Pointing and labeling entries

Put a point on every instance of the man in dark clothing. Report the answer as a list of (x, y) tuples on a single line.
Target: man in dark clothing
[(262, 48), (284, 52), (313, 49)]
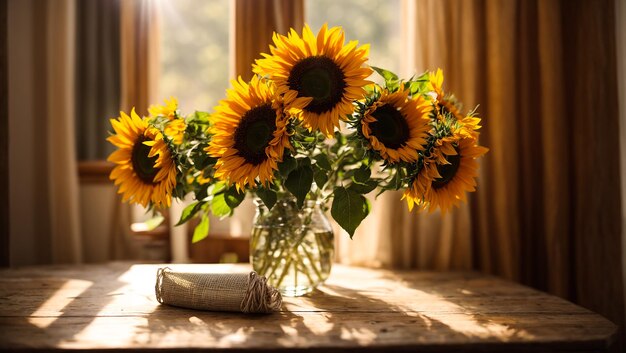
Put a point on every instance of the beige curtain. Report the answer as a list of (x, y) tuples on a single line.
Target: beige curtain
[(139, 41), (548, 211), (62, 167), (45, 215), (254, 23)]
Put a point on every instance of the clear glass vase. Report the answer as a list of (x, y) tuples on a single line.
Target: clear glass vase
[(293, 248)]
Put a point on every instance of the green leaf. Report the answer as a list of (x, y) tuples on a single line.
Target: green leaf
[(268, 197), (189, 212), (349, 209), (287, 166), (219, 207), (299, 182), (362, 174), (391, 79), (233, 198), (364, 188), (321, 177), (322, 161), (202, 229)]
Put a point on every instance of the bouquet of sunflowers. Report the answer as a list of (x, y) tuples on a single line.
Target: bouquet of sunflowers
[(309, 125)]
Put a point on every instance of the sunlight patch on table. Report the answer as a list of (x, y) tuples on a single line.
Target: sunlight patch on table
[(52, 308)]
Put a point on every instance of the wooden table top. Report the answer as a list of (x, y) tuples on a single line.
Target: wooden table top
[(101, 307)]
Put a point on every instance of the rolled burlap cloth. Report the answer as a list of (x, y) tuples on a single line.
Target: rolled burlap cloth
[(242, 292)]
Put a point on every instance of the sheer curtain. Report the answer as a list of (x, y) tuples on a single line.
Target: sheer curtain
[(45, 216), (548, 211)]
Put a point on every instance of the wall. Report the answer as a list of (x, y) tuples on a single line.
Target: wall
[(620, 28)]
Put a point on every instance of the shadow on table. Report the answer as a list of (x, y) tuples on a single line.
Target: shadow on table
[(51, 305)]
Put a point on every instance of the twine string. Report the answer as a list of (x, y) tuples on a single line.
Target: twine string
[(260, 297)]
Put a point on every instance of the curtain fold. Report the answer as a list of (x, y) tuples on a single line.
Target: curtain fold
[(62, 167), (547, 212), (139, 54), (44, 200)]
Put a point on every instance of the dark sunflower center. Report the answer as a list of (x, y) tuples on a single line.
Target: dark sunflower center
[(390, 127), (255, 131), (142, 164), (447, 171), (318, 77)]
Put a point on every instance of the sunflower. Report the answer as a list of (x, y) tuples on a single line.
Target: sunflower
[(447, 174), (318, 76), (397, 126), (174, 126), (249, 133), (444, 103), (144, 171)]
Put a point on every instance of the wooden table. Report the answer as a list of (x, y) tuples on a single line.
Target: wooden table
[(101, 307)]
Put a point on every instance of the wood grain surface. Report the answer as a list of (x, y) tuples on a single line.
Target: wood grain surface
[(103, 307)]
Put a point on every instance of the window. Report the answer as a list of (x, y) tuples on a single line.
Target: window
[(194, 52), (369, 21)]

WRITTEN REQUEST:
Please output every line of the data above as a numbered list, skipping any blank lines and leaving out the pictures.

WORKED ANSWER:
1. Put a point on every instance of the man in dark clothing. Report the answer as a list of (x, y) tuples on a single line.
2. Target: man in dark clothing
3. [(262, 48), (284, 52), (313, 49)]
4. Put a point on every instance of the beige curtain. Report the answer as a list of (x, y) tuples on a single line.
5. Target: beige curtain
6. [(139, 41), (548, 211), (62, 167), (45, 215), (254, 23)]
7. Put a point on every instance of the clear glass vase. Report the answer as a list of (x, y) tuples on a single line.
8. Target: clear glass vase
9. [(293, 248)]
10. Put a point on every instance of the green leaf. Report the answer as a list of (x, y) tuples on a single line.
11. Target: green leaf
12. [(268, 197), (189, 212), (349, 209), (287, 166), (219, 207), (299, 182), (362, 174), (391, 79), (233, 198), (364, 188), (321, 177), (322, 161), (202, 229)]
13. Put a point on every instance of the bouquet of sunflowers. Report the answer as a list of (x, y) tuples on a single line.
14. Target: bouquet of sunflowers
15. [(309, 125)]
16. Put a point on every instance of the sunlight patch on table. Report the answer as a list of (x, y) tuples on a single line.
17. Target: sunlight patch on table
18. [(52, 308)]
19. Put a point on every instance of the wooden table top. Report the answer as a list of (x, y) tuples on a single line.
20. Target: wooden table top
21. [(101, 307)]
22. Put a point on every instance of the rolled burlap cloth. Report the answer as a list of (x, y) tuples on a single line.
23. Target: rolled burlap cloth
24. [(242, 292)]
25. Put a point on every instance of the sheer curtain. Report the answer as a list of (x, y) tuples on a single line.
26. Target: sheer curtain
27. [(45, 216), (548, 211)]
28. Put a point on every instance of the wall. Report the answer as a list of (x, y) tuples on a single line.
29. Target: wall
30. [(620, 28)]
31. Put a point on every instance of the shadow on table. Report the answer as a list of (x, y) tuples on a single line.
32. Target: shadow on table
33. [(51, 305)]
34. Put a point on every instance of the twine string. Report the answer as a list of (x, y) tuples on a single line.
35. Target: twine string
36. [(260, 297)]
37. Put a point on every instance of the curtain fold. Report the answer as a list of (x, y) tuples on a single line.
38. Target: curtain fold
39. [(62, 167), (547, 212), (139, 54), (44, 200)]
40. Put a point on every instance of the dark sunflower center. Report the answer as a list of (x, y) tuples on a single line.
41. Target: dark sunflower center
42. [(390, 127), (255, 131), (142, 164), (447, 171), (318, 77)]
43. Put a point on every instance of the sunflower. Report the answer as a list of (x, y) tuples on a single line.
44. Target: sunflower
45. [(447, 174), (318, 76), (397, 126), (174, 126), (249, 133), (444, 103), (144, 171)]
46. Put a point on every instance of the wooden table. Report the answer as a list of (x, y) tuples on a single line.
47. Target: wooden table
48. [(101, 307)]
49. Put a point on every instance of the wood grain surface. Report the answer as a list of (x, y) tuples on a single line.
50. Target: wood grain surface
51. [(103, 307)]
52. Put a point on every instance of the window. Report the answer as a list of (x, y) tuples on a single line.
53. Target: window
54. [(194, 52), (369, 21)]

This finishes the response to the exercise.